## [EXERCISE]
Turn every line of the material below into a numbered list, leaving out any blank lines.

Source data
--------
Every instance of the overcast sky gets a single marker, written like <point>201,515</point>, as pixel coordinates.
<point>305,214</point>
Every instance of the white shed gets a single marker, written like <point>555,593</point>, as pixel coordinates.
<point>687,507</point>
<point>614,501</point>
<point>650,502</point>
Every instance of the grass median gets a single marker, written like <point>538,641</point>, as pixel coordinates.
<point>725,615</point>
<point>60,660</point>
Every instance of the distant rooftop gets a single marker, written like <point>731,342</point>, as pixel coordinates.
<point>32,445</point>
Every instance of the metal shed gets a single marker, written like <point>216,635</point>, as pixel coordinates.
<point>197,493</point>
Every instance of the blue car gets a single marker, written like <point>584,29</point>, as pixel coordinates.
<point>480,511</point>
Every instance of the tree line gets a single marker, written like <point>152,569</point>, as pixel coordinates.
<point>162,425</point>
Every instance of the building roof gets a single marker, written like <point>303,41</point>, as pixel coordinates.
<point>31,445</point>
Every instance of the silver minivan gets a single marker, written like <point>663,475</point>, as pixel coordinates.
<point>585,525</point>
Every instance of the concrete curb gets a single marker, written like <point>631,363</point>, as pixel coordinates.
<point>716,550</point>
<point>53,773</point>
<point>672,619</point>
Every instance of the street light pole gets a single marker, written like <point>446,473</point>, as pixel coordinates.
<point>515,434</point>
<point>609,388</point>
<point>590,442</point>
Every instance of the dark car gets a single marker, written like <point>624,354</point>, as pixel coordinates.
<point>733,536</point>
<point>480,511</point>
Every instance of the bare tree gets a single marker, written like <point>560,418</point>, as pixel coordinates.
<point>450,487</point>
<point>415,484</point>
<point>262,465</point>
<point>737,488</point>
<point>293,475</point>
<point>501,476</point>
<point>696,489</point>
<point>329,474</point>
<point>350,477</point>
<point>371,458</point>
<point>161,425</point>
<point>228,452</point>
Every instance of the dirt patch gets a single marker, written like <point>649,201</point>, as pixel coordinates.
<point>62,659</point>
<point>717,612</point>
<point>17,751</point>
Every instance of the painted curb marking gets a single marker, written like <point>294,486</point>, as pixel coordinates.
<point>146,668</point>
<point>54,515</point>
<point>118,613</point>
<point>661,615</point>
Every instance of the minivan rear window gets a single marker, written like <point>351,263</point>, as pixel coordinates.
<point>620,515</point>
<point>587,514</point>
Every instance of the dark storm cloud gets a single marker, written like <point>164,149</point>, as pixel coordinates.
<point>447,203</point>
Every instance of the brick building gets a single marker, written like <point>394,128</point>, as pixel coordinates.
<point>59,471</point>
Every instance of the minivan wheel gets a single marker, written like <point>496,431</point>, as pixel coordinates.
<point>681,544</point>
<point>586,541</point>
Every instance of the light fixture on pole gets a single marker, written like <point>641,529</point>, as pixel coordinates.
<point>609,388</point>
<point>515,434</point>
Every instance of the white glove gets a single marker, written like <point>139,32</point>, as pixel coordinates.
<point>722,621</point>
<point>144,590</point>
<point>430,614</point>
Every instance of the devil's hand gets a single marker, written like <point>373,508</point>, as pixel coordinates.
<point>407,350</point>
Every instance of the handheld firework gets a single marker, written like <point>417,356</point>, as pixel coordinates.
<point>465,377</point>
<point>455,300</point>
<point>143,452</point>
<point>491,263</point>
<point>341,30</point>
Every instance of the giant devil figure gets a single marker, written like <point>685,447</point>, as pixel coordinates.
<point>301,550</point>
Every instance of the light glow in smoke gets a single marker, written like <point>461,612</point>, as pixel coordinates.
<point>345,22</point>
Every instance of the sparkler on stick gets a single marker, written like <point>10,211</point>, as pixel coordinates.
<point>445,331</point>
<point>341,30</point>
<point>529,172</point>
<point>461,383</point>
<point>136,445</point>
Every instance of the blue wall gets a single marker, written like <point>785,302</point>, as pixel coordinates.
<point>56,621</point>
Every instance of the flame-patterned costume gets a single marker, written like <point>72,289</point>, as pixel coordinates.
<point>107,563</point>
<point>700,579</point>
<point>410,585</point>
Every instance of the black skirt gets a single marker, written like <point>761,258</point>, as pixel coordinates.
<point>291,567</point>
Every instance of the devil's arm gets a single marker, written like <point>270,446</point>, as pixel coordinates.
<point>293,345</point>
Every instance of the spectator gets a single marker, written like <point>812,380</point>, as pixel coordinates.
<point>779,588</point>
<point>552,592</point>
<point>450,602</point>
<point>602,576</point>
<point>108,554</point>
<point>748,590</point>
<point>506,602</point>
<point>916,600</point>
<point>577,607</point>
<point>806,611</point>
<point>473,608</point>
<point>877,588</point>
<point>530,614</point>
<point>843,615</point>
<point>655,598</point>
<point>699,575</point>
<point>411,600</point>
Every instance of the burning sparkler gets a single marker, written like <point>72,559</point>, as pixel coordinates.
--------
## [COMPLETED EXERCISE]
1. Every instance of the overcast sky gets a single marker, written like <point>201,515</point>, as pixel coordinates.
2. <point>305,214</point>
3. Every instance of the white shed gets a single marker, written like <point>555,593</point>, as pixel coordinates.
4. <point>687,507</point>
5. <point>614,501</point>
6. <point>650,502</point>
7. Every instance of the grass median gets a single marker, written like <point>538,641</point>, as pixel coordinates.
8. <point>725,615</point>
9. <point>60,660</point>
10. Every instance of the distant rooftop gets a single marker, written like <point>731,342</point>, as pixel coordinates.
11. <point>32,445</point>
12. Every instance of the metal shed gets a single marker, written like <point>216,635</point>, as pixel coordinates.
13. <point>197,493</point>
14. Every instance of the blue car gets a single marker, written like <point>584,29</point>, as pixel coordinates.
15. <point>480,511</point>
16. Every instance of the tree line gets a single marker, written like <point>152,569</point>, as pixel coordinates.
17. <point>162,425</point>
18. Every instance of the building roof gets a single marker, written like <point>303,41</point>, as pixel coordinates.
19. <point>31,445</point>
20. Every instance of the silver minivan gets a single marker, written like <point>663,475</point>, as pixel coordinates.
21. <point>585,525</point>
22. Every instance of the concrete curb gets a single marker, written like <point>631,363</point>, as pixel coordinates.
23. <point>716,550</point>
24. <point>53,773</point>
25. <point>672,619</point>
26. Every instance of the street light pole gets a single marker, written like <point>446,473</point>, as pixel coordinates.
27. <point>515,434</point>
28. <point>609,388</point>
29. <point>590,442</point>
30. Every instance of the dark car gets a single marker, written like <point>624,354</point>, as pixel coordinates.
31. <point>733,536</point>
32. <point>480,511</point>
33. Every instance of the bare tree gets a single marker, written like <point>560,418</point>, as pixel coordinates.
34. <point>450,487</point>
35. <point>415,484</point>
36. <point>262,465</point>
37. <point>737,488</point>
38. <point>293,475</point>
39. <point>501,476</point>
40. <point>696,489</point>
41. <point>329,474</point>
42. <point>350,477</point>
43. <point>371,458</point>
44. <point>161,425</point>
45. <point>228,452</point>
46. Every instance of the dirt patch gets a single marker, written like <point>649,201</point>, as pixel coordinates.
47. <point>62,659</point>
48. <point>717,612</point>
49. <point>17,751</point>
50. Every instance of the painted curb marking gets a single marker, written like <point>294,486</point>, as pixel coordinates.
51. <point>146,668</point>
52. <point>54,515</point>
53. <point>118,613</point>
54. <point>661,615</point>
55. Every instance of the minivan rear window gets a single marker, written like <point>351,263</point>, as pixel coordinates.
56. <point>620,515</point>
57. <point>587,514</point>
58. Every instance of the dark storm cloud gets a single marker, written like <point>164,149</point>, as pixel coordinates.
59. <point>447,203</point>
60. Every instance of the brick building gets a single marker, written like <point>394,128</point>, as pixel coordinates.
61. <point>59,471</point>
62. Every instance of the minivan wheel gets a single marker, written like <point>496,431</point>, as pixel coordinates.
63. <point>681,544</point>
64. <point>586,541</point>
65. Every instance of the light fixture on pole gets a single marker, written like <point>641,529</point>, as pixel coordinates.
66. <point>609,388</point>
67. <point>515,434</point>
68. Every instance of the white glove gets a single marker, written like <point>139,32</point>, as pixel coordinates.
69. <point>722,621</point>
70. <point>144,590</point>
71. <point>430,614</point>
72. Every instance of the devil's hand gets a single marker, written like <point>373,508</point>, as pixel coordinates.
73. <point>407,350</point>
74. Every instance of the handheld firework gets a single marker, written like <point>417,356</point>, as pixel coordinates.
75. <point>465,377</point>
76. <point>455,300</point>
77. <point>143,452</point>
78. <point>491,263</point>
79. <point>341,30</point>
80. Every instance of the giant devil figure gets a single marker, written like <point>685,447</point>, as pixel coordinates.
81. <point>301,550</point>
82. Every instance of the light glow in smoke gets a single marker, written like <point>461,612</point>, as pixel coordinates.
83. <point>345,22</point>
84. Every instance of the sparkler on stick gets a single marker, written like <point>10,211</point>, as pixel coordinates.
85. <point>445,331</point>
86. <point>341,30</point>
87. <point>529,172</point>
88. <point>461,383</point>
89. <point>136,445</point>
90. Every instance of the blue wall gets a single marker, written like <point>785,302</point>, as pixel coordinates.
91. <point>56,621</point>
92. Every instance of the flame-patterned costume gets a single marker, written like <point>72,289</point>, as pixel coordinates.
93. <point>107,563</point>
94. <point>700,579</point>
95. <point>410,585</point>
96. Every instance of the black skirt gets a single marker, written like <point>761,258</point>, as pixel coordinates.
97. <point>291,567</point>
98. Every instance of the devil's arm gets a single marker, written like <point>270,446</point>, as pixel coordinates.
99. <point>293,345</point>
100. Every instance of the spectator gets a single marker, written like <point>812,380</point>, as pixel coordinates.
101. <point>779,588</point>
102. <point>552,592</point>
103. <point>450,602</point>
104. <point>602,576</point>
105. <point>108,554</point>
106. <point>748,590</point>
107. <point>506,602</point>
108. <point>916,600</point>
109. <point>577,607</point>
110. <point>806,611</point>
111. <point>473,608</point>
112. <point>877,588</point>
113. <point>530,614</point>
114. <point>843,615</point>
115. <point>655,598</point>
116. <point>699,575</point>
117. <point>411,600</point>
118. Every instance of the burning sparkler gets a single marker, written like <point>72,559</point>, as pixel coordinates.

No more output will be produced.